Dataset entries:

====================

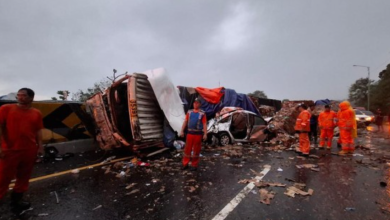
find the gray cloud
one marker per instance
(289, 49)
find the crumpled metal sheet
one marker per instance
(147, 118)
(104, 133)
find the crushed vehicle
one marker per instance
(131, 114)
(235, 125)
(365, 117)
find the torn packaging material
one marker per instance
(265, 196)
(292, 190)
(132, 114)
(167, 97)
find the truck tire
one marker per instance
(224, 139)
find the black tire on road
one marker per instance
(224, 139)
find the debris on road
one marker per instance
(132, 192)
(43, 214)
(131, 186)
(256, 173)
(292, 190)
(97, 207)
(75, 171)
(266, 184)
(266, 196)
(308, 166)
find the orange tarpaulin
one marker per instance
(210, 95)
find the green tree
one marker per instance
(358, 92)
(62, 95)
(258, 94)
(381, 91)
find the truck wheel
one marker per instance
(224, 139)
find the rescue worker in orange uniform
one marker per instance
(302, 126)
(327, 123)
(348, 127)
(195, 123)
(20, 142)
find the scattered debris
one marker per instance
(131, 186)
(290, 180)
(97, 207)
(57, 199)
(256, 173)
(75, 171)
(43, 214)
(132, 192)
(24, 211)
(266, 196)
(192, 189)
(315, 169)
(266, 184)
(292, 190)
(109, 159)
(308, 166)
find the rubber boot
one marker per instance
(17, 204)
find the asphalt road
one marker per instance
(344, 187)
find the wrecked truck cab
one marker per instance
(127, 115)
(235, 125)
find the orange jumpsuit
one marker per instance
(347, 125)
(19, 146)
(303, 126)
(326, 121)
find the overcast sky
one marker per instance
(301, 49)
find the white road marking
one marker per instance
(240, 196)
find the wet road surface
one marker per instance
(344, 187)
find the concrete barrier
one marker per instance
(76, 146)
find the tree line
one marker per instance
(379, 92)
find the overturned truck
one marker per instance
(131, 113)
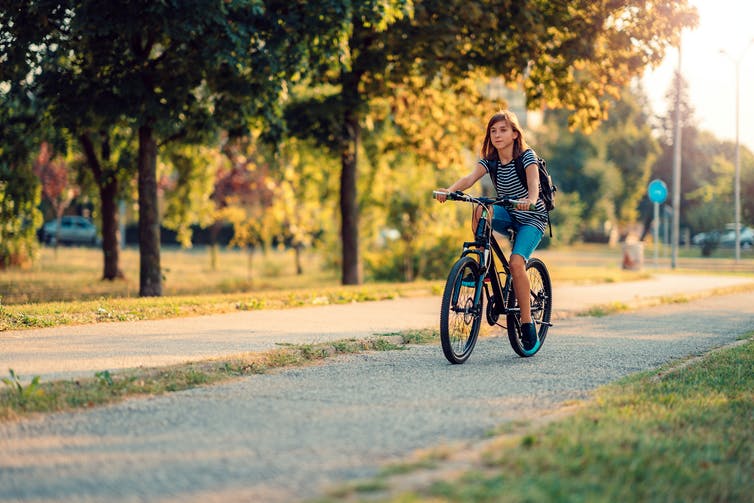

====================

TASK DESCRIPTION — Could you transcribe exactly the lines from the line containing "find the torn packaging material" through the final line of the records, both included, and nothing beyond them? The pictures should be left out.

RESPONSE BOX —
find the torn packaging material
one marker per instance
(265, 196)
(292, 190)
(132, 114)
(167, 97)
find the truck tire
one marker per instance
(224, 139)
find the black tire on road
one marker per instance
(224, 139)
find the debris on road
one marker per instance
(132, 192)
(43, 214)
(131, 186)
(256, 173)
(292, 190)
(97, 207)
(75, 171)
(266, 184)
(266, 196)
(308, 166)
find the orange tarpaulin
one marker per instance
(210, 95)
find the green tree
one marker per instance
(358, 92)
(62, 95)
(258, 94)
(381, 91)
find the truck wheel
one marker per instance
(224, 139)
find the rescue worker in orange uniform
one marker per instance
(302, 126)
(327, 123)
(348, 127)
(195, 123)
(20, 142)
find the scattered debris
one marker per instance
(131, 186)
(290, 180)
(97, 207)
(57, 199)
(256, 173)
(75, 171)
(43, 214)
(132, 192)
(24, 211)
(266, 196)
(192, 189)
(315, 169)
(266, 184)
(292, 190)
(109, 159)
(308, 166)
find the rubber boot
one marker per instance
(17, 204)
find the asphalt road
one marker per instance
(344, 187)
find the wrecked truck cab
one marker per instance
(127, 115)
(235, 125)
find the orange jumpsuit
one marker per instance
(347, 125)
(19, 146)
(303, 126)
(326, 121)
find the overcast sky
one marker per instance
(301, 49)
find the white road marking
one marker per instance
(240, 196)
find the wet road surface
one marker per instance
(344, 187)
find the concrete barrier
one marker per instance
(76, 146)
find the tree line
one marker per instance
(379, 92)
find the overturned truck
one marker per instance
(131, 113)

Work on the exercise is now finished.